### EXCERPT PROVIDED
↓
In case it helps calibrate, I have an undergrad math/CS degree and a PhD in algorithmic game theory and I do math for fun but am emphatically not a mathematician and am pretty average at it compared to my hypernerd non-mathematician friends. I think I'm a decent benchmark to use for the spirit of the question we're asking here. Hence making it about me.

FAQ

1. Which frontier models exactly?

Whatever's available on the mid-level paid plans from OpenAI, Anthropic, and Google DeepMind. Currently that's GPT-5.2-Thinking, Claude Opus 4.5, and Gemini 3 Pro.

2. What if only one frontier model gets it?

That suffices.

3. Is the AI allowed to search the web?

TBD. When posing the problems I plan to tell the AI not to search the web. I believe it's reliable in not secretly doing so but we can talk about either (a) how to be more sure about that or (b) decide that that's fair game and we just need to find ungooglable problems.

4. What if the AI is super dumb but I happen to be even dumber?

I'm allowed to get hints from humans and even use AI myself. I'll use my judgment on whether my human brain meaningfully contributed to getting the right answer and whether I believe I would've gotten there on my own with about two full days of work. If so, it counts as human victory if I get there but the AIs didn't.

5. Does the AI have to one-shot it?

Yes, even if all it takes is an "are you sure?" to nudge the AI into giving the right answer, that doesn't count. Unless...

6. What if the AI needs a nudge that I also need?

This is implied by FAQ4 but if I'm certain that I would've given the same wrong answer as the AI, then the AI needing the same nudge as me means I don't count as having bested it on that problem.

7. Does it count if I beat the AI for non-math reasons?

For example, maybe the problem involves a diagram in crayon that the AI fails to parse correctly. This would not count. The problem can include diagrams but they have to be given cleanly.

8. Can the AI use tools like writing and running code?

Yes, since we're not asking about LLMs specifically, it makes sense to count those tools as part of the AI.

9. What if AI won't answer because the problem contains racial slurs or something?

Doesn't count. That's similar to how you could pose the question in Vietnamese and the AI wouldn't bat an eye but I'd be clueless. Basically, we'll translate the problem statement to a canonical form for standard technical communication.
↑
### ACTION ITEM
For each statement, say whether it agrees with the FAQ, answering yes or no and quoting the FAQ's deciding words exactly. 1. Tools such as writing and running code count as part of the AI. 2. A problem counts for the AI only if all three frontier models solve it. 3. A problem may include a diagram drawn in crayon, as long as the AI can parse it.

### DATA SECTION
↓
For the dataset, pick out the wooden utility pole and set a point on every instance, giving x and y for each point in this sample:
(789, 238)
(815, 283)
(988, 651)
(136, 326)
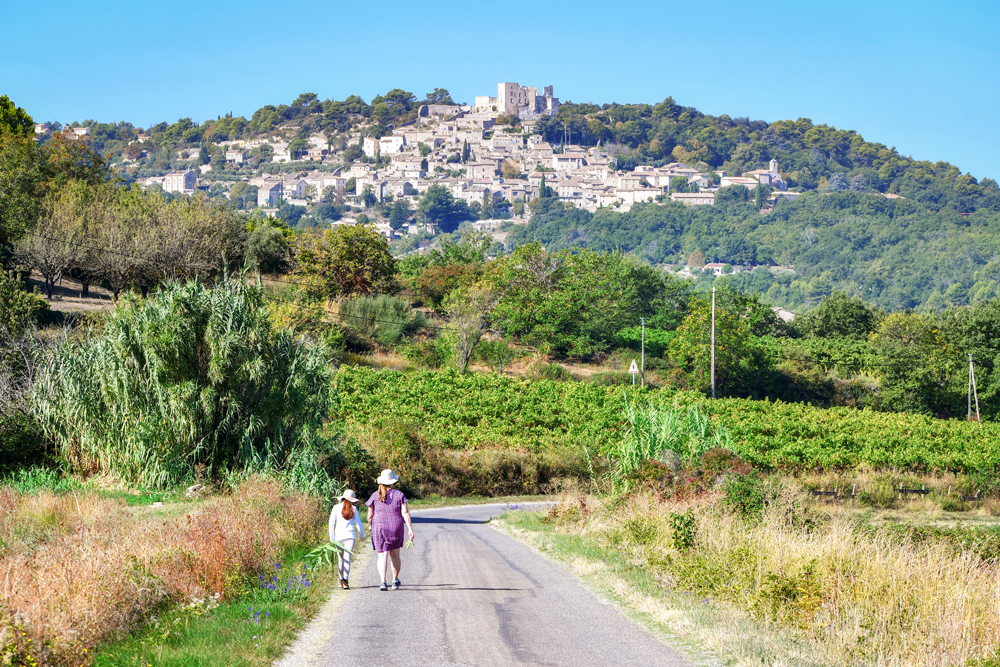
↑
### WORKED SOLUTION
1. Yes: "it makes sense to count those tools as part of the AI."
2. No: "What if only one frontier model gets it?" "That suffices."
3. No: "The problem can include diagrams but they have to be given cleanly."